> Listed entries:

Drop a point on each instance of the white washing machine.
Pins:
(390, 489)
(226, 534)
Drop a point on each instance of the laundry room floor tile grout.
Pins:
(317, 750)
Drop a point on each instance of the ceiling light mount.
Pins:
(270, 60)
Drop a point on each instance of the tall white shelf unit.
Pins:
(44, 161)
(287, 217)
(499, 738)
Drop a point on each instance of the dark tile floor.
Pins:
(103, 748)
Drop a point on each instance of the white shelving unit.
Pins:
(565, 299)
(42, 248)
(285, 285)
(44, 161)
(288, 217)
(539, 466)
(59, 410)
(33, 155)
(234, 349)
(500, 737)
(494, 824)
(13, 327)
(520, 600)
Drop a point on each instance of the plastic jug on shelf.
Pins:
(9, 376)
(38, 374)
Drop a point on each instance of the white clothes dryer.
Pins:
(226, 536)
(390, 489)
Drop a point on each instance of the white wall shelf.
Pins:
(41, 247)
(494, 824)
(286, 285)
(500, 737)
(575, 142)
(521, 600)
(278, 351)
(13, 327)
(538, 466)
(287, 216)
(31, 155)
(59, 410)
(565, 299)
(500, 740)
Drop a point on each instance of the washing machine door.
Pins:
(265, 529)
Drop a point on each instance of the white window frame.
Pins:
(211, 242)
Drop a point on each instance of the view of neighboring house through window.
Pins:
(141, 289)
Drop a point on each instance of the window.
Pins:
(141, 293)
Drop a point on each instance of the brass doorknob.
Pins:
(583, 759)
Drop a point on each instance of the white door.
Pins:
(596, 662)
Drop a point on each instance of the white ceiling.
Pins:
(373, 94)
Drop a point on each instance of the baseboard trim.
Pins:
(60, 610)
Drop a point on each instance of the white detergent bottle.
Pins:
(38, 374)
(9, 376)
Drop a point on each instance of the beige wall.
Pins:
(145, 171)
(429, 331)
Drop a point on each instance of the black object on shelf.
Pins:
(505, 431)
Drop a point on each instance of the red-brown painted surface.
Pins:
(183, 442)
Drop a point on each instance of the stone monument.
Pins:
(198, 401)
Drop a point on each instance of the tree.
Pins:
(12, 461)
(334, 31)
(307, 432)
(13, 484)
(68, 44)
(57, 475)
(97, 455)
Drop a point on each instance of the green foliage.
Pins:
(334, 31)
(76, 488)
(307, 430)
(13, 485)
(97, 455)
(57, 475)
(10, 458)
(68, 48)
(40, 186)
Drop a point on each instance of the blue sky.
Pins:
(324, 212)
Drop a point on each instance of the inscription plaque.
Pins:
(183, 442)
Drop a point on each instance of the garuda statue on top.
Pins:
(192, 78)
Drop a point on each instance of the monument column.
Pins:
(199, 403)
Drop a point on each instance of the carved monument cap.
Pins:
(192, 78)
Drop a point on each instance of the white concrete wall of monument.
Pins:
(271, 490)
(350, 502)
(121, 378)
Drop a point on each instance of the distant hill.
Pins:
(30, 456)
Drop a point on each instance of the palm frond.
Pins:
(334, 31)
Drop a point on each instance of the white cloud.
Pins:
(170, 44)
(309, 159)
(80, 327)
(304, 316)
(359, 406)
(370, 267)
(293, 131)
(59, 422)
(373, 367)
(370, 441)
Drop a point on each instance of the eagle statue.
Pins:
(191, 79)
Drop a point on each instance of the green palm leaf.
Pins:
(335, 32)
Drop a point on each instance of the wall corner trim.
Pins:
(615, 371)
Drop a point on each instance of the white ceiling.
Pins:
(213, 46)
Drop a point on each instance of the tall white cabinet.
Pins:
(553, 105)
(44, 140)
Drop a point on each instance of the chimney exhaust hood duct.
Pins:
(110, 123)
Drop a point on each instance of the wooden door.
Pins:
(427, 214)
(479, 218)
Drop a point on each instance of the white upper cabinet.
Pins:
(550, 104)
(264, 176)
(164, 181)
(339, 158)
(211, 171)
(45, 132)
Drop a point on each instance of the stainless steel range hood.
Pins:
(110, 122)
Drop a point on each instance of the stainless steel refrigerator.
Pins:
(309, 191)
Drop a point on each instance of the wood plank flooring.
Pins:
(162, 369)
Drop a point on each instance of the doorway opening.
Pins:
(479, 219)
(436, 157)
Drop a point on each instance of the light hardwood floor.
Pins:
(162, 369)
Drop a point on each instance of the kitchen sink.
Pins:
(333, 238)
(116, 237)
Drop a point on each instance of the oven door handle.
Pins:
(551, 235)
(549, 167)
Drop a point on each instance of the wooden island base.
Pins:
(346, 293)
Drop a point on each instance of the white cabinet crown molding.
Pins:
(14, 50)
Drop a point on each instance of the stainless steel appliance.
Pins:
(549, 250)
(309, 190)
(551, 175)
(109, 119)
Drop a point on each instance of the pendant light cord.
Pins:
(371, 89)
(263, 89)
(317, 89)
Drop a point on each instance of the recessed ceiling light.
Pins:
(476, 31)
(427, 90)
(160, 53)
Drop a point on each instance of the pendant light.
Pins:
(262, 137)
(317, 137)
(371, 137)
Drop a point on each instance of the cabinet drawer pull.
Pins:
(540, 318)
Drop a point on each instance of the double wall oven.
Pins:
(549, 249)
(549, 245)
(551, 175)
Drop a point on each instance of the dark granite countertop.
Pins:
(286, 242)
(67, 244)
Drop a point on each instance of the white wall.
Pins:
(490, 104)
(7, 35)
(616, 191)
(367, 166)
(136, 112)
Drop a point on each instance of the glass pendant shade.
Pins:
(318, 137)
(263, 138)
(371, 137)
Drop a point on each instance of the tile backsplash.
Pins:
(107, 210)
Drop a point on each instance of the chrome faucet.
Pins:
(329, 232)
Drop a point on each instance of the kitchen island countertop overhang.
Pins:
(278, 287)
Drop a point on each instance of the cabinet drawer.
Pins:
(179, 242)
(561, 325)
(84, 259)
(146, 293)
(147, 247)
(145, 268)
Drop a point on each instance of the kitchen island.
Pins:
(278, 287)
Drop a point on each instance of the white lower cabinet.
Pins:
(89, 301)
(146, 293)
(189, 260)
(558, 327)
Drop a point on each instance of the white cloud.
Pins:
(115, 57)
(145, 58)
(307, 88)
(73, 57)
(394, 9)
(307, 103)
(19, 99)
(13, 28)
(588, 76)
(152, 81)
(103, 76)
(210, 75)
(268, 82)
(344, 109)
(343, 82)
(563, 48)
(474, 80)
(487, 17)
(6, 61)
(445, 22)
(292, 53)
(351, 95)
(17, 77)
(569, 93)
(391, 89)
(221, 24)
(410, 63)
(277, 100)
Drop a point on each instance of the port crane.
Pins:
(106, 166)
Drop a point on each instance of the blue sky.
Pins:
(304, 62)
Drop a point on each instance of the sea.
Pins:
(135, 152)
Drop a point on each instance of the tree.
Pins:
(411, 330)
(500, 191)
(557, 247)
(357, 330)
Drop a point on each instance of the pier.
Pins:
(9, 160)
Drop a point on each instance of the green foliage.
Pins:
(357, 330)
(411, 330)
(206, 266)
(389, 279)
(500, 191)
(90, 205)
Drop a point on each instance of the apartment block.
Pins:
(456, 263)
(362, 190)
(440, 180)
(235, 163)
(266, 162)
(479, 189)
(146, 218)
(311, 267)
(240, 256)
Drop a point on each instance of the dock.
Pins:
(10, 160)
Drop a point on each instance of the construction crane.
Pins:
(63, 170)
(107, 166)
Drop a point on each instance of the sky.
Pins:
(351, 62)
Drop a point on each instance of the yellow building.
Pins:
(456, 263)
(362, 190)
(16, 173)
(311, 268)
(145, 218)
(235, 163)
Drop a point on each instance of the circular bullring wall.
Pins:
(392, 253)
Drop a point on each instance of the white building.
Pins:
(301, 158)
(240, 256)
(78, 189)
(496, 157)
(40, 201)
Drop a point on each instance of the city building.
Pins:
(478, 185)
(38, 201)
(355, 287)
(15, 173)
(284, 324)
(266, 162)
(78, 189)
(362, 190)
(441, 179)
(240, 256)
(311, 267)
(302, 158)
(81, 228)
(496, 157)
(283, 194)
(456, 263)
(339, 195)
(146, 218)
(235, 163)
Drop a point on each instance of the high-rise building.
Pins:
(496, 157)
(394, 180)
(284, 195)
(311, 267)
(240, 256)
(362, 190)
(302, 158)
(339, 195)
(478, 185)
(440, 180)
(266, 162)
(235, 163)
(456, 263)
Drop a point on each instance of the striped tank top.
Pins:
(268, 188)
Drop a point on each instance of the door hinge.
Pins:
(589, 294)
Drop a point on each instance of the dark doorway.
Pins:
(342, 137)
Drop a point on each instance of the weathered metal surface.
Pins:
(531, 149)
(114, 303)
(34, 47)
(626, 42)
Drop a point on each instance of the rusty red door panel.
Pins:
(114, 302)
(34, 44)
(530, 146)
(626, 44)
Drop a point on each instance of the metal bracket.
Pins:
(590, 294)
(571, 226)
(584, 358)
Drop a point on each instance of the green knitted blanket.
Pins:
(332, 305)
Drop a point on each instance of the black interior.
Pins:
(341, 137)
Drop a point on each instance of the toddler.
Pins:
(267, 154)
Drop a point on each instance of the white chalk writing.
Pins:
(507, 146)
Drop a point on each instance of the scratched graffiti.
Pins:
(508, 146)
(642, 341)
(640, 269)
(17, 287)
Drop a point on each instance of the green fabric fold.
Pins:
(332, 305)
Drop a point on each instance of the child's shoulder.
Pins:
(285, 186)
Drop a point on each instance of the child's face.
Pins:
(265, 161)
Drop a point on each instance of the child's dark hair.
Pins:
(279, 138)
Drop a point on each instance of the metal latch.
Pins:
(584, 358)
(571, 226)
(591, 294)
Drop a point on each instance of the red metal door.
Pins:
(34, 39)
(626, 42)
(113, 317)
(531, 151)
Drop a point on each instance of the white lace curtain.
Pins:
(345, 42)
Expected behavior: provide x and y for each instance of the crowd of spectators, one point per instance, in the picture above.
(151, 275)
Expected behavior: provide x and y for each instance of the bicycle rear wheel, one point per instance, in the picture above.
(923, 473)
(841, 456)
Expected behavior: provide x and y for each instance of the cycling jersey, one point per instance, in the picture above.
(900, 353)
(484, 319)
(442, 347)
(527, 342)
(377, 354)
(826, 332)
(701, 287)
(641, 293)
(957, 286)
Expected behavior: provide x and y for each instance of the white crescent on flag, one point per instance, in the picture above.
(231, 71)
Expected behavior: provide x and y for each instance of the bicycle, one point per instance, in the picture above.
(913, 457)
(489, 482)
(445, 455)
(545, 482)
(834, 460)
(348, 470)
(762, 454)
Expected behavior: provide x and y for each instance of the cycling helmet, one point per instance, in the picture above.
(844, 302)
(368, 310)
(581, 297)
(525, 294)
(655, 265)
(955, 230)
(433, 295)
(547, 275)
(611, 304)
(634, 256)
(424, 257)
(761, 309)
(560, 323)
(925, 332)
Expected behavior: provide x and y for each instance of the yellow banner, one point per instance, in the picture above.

> Assigned task: Check each line above for the string "doorway", then copy the ones that have it.

> Solution for this problem:
Drop a point on each instance of the doorway opening.
Drop a point on each instance of the dark doorway.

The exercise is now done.